Data to use =
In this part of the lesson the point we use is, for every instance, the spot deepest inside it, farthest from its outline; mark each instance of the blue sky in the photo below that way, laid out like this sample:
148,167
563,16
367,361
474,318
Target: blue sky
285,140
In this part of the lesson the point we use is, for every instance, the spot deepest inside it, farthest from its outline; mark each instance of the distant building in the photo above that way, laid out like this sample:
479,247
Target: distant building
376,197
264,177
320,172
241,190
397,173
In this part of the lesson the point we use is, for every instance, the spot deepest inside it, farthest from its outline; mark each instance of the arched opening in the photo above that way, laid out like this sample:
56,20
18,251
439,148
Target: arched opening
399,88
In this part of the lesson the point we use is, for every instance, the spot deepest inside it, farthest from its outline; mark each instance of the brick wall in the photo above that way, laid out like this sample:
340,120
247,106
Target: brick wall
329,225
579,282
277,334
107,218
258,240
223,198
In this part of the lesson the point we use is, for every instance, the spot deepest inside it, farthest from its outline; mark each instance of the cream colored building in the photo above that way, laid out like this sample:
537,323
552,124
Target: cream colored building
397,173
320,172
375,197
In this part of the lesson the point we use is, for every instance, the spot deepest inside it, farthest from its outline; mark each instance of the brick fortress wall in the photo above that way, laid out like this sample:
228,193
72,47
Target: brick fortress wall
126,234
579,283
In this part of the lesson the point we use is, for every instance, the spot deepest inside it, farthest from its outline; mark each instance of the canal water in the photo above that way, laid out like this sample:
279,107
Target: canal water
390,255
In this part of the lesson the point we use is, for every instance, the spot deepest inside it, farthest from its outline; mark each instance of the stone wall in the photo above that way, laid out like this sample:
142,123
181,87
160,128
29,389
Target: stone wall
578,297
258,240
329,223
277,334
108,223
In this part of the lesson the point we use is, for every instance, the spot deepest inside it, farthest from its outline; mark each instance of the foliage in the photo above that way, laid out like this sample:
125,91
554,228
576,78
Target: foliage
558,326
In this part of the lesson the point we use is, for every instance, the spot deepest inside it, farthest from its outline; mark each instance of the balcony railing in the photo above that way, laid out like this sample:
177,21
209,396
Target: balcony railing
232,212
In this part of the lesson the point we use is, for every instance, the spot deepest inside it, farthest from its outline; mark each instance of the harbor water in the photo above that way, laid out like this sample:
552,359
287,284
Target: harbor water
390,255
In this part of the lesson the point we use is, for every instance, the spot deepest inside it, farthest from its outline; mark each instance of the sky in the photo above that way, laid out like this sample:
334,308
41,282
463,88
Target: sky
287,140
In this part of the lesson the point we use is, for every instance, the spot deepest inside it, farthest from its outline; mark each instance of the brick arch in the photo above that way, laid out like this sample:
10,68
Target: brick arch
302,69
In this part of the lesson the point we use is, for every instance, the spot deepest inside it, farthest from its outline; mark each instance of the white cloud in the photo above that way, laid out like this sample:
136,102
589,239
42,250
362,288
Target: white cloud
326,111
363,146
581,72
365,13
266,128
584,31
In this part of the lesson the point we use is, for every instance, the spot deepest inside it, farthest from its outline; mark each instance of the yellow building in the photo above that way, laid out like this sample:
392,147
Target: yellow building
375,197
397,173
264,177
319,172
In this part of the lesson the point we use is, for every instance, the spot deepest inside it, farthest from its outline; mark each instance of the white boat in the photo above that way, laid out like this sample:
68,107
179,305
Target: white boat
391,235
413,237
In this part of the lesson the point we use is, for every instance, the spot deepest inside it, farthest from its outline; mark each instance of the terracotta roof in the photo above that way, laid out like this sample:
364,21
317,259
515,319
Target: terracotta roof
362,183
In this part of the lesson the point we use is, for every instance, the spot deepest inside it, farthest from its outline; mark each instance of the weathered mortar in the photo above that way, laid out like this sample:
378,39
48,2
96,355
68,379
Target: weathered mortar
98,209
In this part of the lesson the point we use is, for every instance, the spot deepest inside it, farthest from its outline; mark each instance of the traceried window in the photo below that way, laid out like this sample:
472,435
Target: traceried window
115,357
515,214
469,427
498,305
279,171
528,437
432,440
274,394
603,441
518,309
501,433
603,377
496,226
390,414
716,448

Task to carry out = Extract every line from the one containing "of the terracotta" to the end of the entries, including both of those lines, exactly as given and with nothing added.

Exercise solution =
In this part of the lesson the point we use is, for every instance, the spot deepest inside it, farthest from its outline; mark each instance of the terracotta roof in the photo above that way, laid out like this sample:
364,21
317,259
515,319
Target: terracotta roof
362,183
In this part of the lesson the point we use is, for every instance, the spot deepest inside it, farthest from its outline; mark each instance of the weathered mortar in the photo above that way, laid out like this sample:
378,39
48,2
96,355
68,379
Target: weathered mortar
98,209
In this part of the lesson the point we use is, for every instance, the spot deepest inside it, farthest from its outline; mark each instance of the traceried window in the photo below that way, laid out like this sample:
472,435
Target: traceried window
115,357
515,214
469,427
498,305
279,171
528,437
432,440
274,394
603,441
518,309
501,433
603,377
496,226
390,414
716,448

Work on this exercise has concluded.